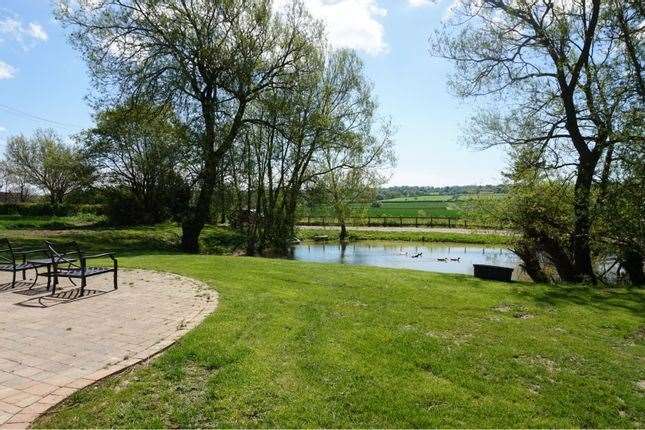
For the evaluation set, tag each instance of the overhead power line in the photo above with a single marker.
(24, 114)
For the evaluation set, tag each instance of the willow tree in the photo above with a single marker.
(563, 76)
(209, 59)
(321, 123)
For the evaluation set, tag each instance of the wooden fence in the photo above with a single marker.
(396, 221)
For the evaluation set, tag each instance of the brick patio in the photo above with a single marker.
(53, 346)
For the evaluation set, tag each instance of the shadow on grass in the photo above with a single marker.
(603, 299)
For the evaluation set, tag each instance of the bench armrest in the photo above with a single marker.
(30, 251)
(105, 254)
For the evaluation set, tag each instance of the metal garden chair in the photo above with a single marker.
(77, 265)
(14, 260)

::::::::::

Work instructions →
Output the stretch from the line containing "For the evaluation set, tag each instance of the metal" through the end of the listing as a JSON list of strings, one string per line and no blank lines.

Result of this exercise →
[
  "For the evaluation set, tag each instance of the metal garden chair in the photo above with a single marker.",
  "(77, 265)",
  "(14, 260)"
]